▶ **THE EXERCISE**: Reproduce the lines below word for word, leaving out the pictures.

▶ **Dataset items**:
====
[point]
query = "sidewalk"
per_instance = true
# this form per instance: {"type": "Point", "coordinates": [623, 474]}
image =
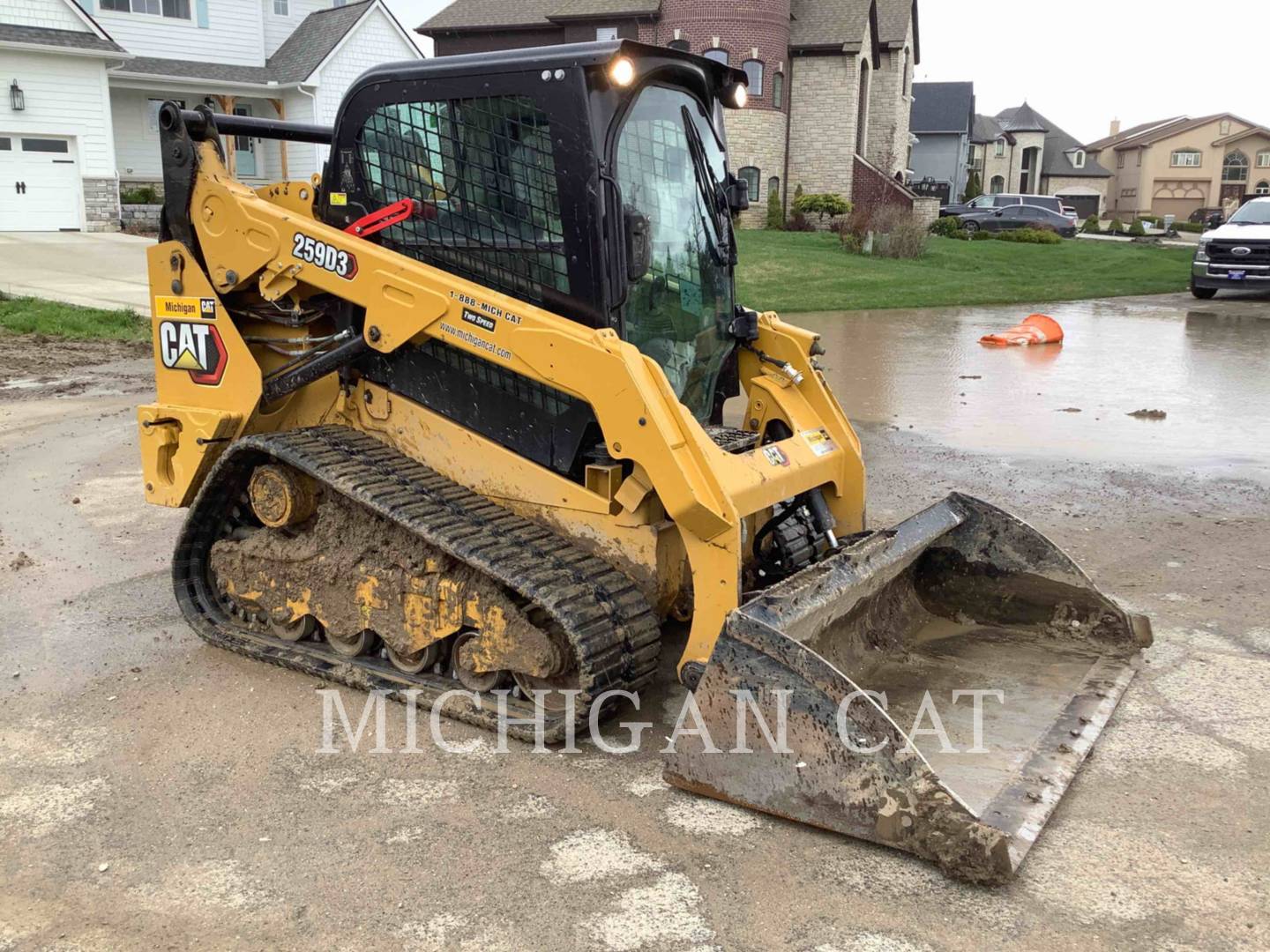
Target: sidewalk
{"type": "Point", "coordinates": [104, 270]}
====
▶ **COMPLETE OUTPUT**:
[point]
query = "sidewalk"
per_instance = true
# this form per instance: {"type": "Point", "coordinates": [623, 474]}
image =
Target: sidewalk
{"type": "Point", "coordinates": [104, 270]}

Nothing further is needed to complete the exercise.